━━━ Record set ━━━
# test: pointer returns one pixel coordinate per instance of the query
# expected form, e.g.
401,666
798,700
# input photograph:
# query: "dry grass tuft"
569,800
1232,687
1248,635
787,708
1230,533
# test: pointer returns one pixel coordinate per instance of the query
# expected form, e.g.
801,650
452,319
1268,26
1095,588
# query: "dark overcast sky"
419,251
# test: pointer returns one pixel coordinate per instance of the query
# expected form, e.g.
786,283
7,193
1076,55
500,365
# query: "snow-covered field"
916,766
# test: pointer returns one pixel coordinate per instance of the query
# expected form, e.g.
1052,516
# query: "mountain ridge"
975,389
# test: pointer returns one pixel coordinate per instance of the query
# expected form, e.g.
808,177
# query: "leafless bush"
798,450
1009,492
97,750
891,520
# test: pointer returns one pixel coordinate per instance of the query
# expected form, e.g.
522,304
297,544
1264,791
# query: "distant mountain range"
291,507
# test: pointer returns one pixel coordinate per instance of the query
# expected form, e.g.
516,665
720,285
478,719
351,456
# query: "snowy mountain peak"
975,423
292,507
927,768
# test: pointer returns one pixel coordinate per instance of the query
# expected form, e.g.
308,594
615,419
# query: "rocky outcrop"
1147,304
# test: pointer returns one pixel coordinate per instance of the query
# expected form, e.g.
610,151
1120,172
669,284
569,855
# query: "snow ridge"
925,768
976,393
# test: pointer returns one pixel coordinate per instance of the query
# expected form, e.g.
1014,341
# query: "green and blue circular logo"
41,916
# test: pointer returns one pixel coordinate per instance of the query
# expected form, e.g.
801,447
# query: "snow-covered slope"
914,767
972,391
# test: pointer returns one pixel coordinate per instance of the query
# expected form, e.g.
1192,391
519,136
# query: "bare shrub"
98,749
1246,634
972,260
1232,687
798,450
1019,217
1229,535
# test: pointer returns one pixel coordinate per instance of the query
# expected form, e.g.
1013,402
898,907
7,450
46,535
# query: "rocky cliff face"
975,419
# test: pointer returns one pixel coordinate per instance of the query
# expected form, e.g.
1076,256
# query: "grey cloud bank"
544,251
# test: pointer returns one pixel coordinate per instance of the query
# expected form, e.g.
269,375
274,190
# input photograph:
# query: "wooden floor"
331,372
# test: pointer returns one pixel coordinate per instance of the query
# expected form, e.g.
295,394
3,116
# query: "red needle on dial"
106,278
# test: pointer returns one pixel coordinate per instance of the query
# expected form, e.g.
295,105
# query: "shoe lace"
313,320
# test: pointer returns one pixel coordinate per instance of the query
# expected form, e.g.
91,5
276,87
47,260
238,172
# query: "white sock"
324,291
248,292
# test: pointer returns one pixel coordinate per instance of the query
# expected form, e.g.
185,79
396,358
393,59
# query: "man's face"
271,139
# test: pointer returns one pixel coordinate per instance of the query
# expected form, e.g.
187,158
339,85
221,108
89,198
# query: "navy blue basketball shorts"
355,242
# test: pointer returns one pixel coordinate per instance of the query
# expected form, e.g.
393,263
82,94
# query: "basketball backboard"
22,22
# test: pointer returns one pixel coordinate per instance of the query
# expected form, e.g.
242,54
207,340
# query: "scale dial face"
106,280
━━━
**Task goal:**
Write out, please, all of the material above exactly as written.

**Task response:**
# test: pointer returns one pixel coordinate per instance of the query
# expected form, e.g.
401,666
798,700
# input photograph:
# query: "dry grass tuft"
569,800
1232,687
1248,635
787,708
1230,533
# test: pointer returns one pixel coordinate per instance of the query
# expected form, e.g.
801,650
452,319
1268,26
1095,588
# query: "dark overcast sky"
419,251
# test: pointer returns one pixel coordinate per instance of the query
# expected form, e.g.
786,283
7,193
1076,55
500,365
# query: "snow-covered field"
916,766
# test: pointer returns one pixel coordinate per instance of the query
# expected form, e.g.
1052,516
# query: "mountain ridge"
975,389
# test: pointer returns one pixel coordinate per instance of the query
# expected form, e.g.
808,177
# query: "leafless bush"
798,450
1009,492
97,750
891,520
# test: pointer returns one pixel coordinate per instance of the query
# expected form, e.g.
522,304
297,544
1264,791
# query: "distant mountain range"
291,507
# test: pointer returns one pixel coordinate per instance of the query
# expected form, e.g.
516,665
720,285
478,719
351,456
# query: "snowy mountain peak"
975,423
292,507
927,768
# test: pointer returns one pixel coordinate per instance of the query
# expected form, e.g.
308,594
615,419
# query: "rocky outcrop"
1147,304
# test: pointer returns one pixel coordinate per instance of the query
# expected form, e.g.
610,151
1120,172
669,284
569,855
# query: "snow ridge"
925,768
976,393
# test: pointer returns one pixel coordinate per instance of the query
# expected form, e.g.
1014,341
# query: "green and blue circular logo"
41,916
# test: pointer returns one pixel coordinate per instance of the query
# expected form, e.g.
801,447
# query: "snow-covered slope"
914,767
972,391
# test: pointer returns one pixel coordinate per instance of the query
# expected form, e.g.
1192,391
519,136
# query: "bare shrub"
98,749
1246,634
972,260
1232,687
798,450
1019,217
1229,535
# test: pointer returns one pixel coordinate per instance of the query
# expected form, e.g.
1013,402
898,907
7,450
46,535
# query: "rocky cliff face"
975,419
# test: pointer returns one pixel coordinate per instance of the query
# expected form, e.g.
1076,256
# query: "grey cloud bank"
544,251
# test: pointer returns one pixel coordinate per instance of the query
# expected form, e.g.
269,375
274,190
# input photograph:
# query: "wooden floor"
331,372
# test: pointer returns one pixel coordinate per instance of the query
# expected form, e.g.
295,394
3,116
# query: "red needle on dial"
106,278
# test: pointer returns one pixel coordinate per instance of the query
# expected form, e.g.
295,105
# query: "shoe lace"
313,320
# test: pointer returns one pixel coordinate per instance of the query
# expected form, e.g.
91,5
276,87
47,260
238,172
# query: "white sock"
324,291
248,292
# test: pointer returns one pixel coordinate per instance of the query
# expected form, e.g.
185,79
396,358
393,59
# query: "man's face"
271,139
# test: pointer returns one pixel coordinate per instance of the query
# expected form, e.g.
187,158
339,85
221,108
89,198
# query: "navy blue basketball shorts"
355,242
# test: pointer returns one pixel coordinate per instance of the query
# expected form, e.g.
393,263
82,94
# query: "basketball backboard"
22,22
# test: pointer returns one pixel coordinate per instance of the query
# expected form, e.g.
242,54
207,340
# query: "scale dial face"
106,280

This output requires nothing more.